-- Exercise brief --
The response should contain all of the records, copied exactly, and none of the images.

-- Extracted information --
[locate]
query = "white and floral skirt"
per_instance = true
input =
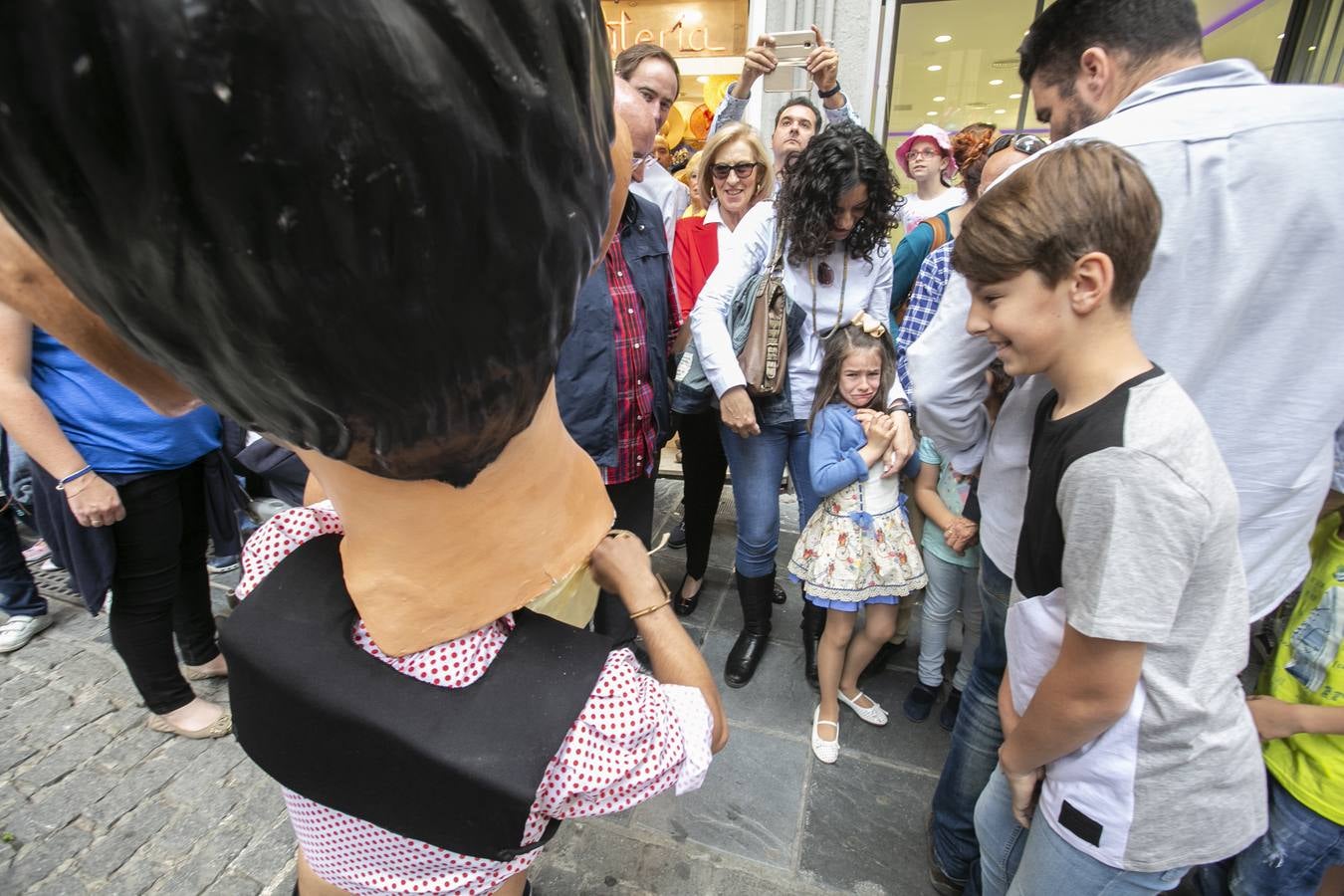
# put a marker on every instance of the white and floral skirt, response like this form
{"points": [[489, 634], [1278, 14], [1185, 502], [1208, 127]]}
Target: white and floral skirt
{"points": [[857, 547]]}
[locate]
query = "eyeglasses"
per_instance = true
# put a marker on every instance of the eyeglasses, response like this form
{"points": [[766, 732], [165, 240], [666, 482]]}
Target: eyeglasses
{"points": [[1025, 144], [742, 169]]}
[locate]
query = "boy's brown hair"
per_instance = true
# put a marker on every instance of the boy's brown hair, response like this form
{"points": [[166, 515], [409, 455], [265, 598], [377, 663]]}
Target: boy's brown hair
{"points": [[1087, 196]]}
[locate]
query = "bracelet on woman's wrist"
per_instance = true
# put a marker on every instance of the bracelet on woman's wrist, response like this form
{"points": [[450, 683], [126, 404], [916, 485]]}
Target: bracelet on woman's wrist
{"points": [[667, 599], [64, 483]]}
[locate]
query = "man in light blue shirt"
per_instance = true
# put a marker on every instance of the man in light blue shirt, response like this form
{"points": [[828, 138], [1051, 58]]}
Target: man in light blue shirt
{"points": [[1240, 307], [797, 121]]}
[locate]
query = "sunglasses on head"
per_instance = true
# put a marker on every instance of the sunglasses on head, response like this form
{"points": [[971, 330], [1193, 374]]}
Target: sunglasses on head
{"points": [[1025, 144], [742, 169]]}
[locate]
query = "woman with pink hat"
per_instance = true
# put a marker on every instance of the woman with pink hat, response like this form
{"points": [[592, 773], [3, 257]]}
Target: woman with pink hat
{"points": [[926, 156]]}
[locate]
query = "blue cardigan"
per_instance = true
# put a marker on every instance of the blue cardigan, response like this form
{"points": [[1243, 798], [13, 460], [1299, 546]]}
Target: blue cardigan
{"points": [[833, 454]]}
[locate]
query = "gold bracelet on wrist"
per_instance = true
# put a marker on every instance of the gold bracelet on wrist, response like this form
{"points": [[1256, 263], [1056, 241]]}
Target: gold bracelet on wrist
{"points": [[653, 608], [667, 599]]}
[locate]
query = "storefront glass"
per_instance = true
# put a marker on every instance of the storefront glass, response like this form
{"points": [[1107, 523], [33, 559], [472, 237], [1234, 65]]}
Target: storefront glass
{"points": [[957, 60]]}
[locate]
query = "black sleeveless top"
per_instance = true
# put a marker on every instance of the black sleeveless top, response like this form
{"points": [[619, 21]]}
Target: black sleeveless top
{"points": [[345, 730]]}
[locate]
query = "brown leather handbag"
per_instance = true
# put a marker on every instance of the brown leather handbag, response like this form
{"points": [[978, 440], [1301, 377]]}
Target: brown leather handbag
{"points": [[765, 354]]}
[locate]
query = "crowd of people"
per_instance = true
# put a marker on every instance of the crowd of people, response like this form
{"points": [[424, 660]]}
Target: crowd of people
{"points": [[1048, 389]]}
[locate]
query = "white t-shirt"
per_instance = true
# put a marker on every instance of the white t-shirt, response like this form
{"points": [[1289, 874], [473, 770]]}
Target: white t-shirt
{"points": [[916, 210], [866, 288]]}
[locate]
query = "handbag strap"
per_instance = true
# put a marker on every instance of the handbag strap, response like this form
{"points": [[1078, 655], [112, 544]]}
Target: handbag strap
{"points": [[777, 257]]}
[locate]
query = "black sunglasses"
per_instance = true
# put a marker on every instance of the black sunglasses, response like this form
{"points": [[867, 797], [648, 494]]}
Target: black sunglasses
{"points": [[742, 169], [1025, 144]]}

-- Reply to the task --
[locate]
query = "white and floral skirt"
per_instance = true
input =
# put a marker on every instance of the white and floral skirt, response like this form
{"points": [[489, 634], [1278, 14], [1185, 502], [1208, 127]]}
Target: white and floral skirt
{"points": [[857, 547]]}
[locate]
query = "eyeglasses"
per_instance = true
# put a marker on every instance of the eyeglasses, response like this form
{"points": [[766, 732], [165, 240], [666, 482]]}
Target: eyeglasses
{"points": [[1025, 144], [742, 169]]}
[locate]
query = "boy's brown hair"
per_instance = true
# put a marker on every instance of the boy's brown hair, response like this form
{"points": [[166, 515], [409, 455], [265, 598], [377, 663]]}
Target: boy's brown hair
{"points": [[1087, 196]]}
[locate]
query = "bracelet on woman's wrist"
per_instance = true
# put a marker on every instance of the bracelet on woman's wrist, response like this form
{"points": [[450, 683], [126, 404], [916, 485]]}
Target: bracelet on woman's wrist
{"points": [[667, 599], [64, 483]]}
[locate]
query = "man in light blue shirt"
per_instance = true
# put a marker on every instance of the man in light blue shirt, response like this form
{"points": [[828, 138], [1051, 58]]}
Target: man in light blue shirt
{"points": [[1240, 307], [797, 121]]}
[locate]
query = "sunglasses on head"
per_instance = true
# put a marker on every instance of the sunglasses on head, response like this form
{"points": [[971, 330], [1193, 374]]}
Target: sunglasses on head
{"points": [[1025, 144], [742, 169]]}
[locate]
query = "woman with pink hat"
per_instance = true
# put a marker on every instance of the woman with pink hat, response like this form
{"points": [[592, 773], [3, 257]]}
Target: woman with pink hat
{"points": [[926, 156]]}
[locate]
query = "blue cardigan"
per_instance = true
# put a marker on every instance of the blue cardigan, response like this form
{"points": [[1243, 798], [13, 460], [1299, 546]]}
Target: blue cardigan
{"points": [[833, 454]]}
[locate]
query = "gold bracelet on wrist"
per_instance = true
# put a marker on every instance of the gold bracelet on wrist, response like this form
{"points": [[1256, 263], [1056, 241]]}
Target: gold bracelet on wrist
{"points": [[653, 608], [667, 599]]}
[locate]
query = "storefront glass"
per_instance = true
# put a marker on every instance of the storefront glass, response like this form
{"points": [[1107, 523], [33, 559], [472, 237], [1234, 65]]}
Target: storefront glass
{"points": [[957, 60]]}
[locate]
query = "black sleeveless top"
per_instance = true
# put a marker on every instance of the black sleeveless top, response like this form
{"points": [[619, 21]]}
Target: black sleeveless top
{"points": [[345, 730]]}
[locate]
query = "brown leather handbag"
per_instance = true
# put a marker on every instance of the brown leather handbag, response like this form
{"points": [[978, 440], [1301, 377]]}
Target: brown leather handbag
{"points": [[765, 354]]}
[locate]
query = "crowd of people"
per_instance = true
# put a marker on every instance of the crowd of people, response like this form
{"points": [[424, 660]]}
Target: crowd of people
{"points": [[1048, 389]]}
[locate]
query = "white t-shirt"
per_instance = true
# put a marker on every instance of the white t-shirt, response like this form
{"points": [[1289, 874], [473, 770]]}
Target: white t-shirt
{"points": [[916, 210], [866, 288]]}
[locate]
query = "handbag strap"
per_instance = true
# put a marker on every instance of the handbag strap, response like this form
{"points": [[1078, 655], [112, 544]]}
Target: handbag strap
{"points": [[777, 257]]}
[locate]
query = "black sunglasses"
per_instance = true
# put a marker on every instance of the black sunglasses, response like this form
{"points": [[867, 797], [648, 494]]}
Target: black sunglasses
{"points": [[742, 169], [1025, 144]]}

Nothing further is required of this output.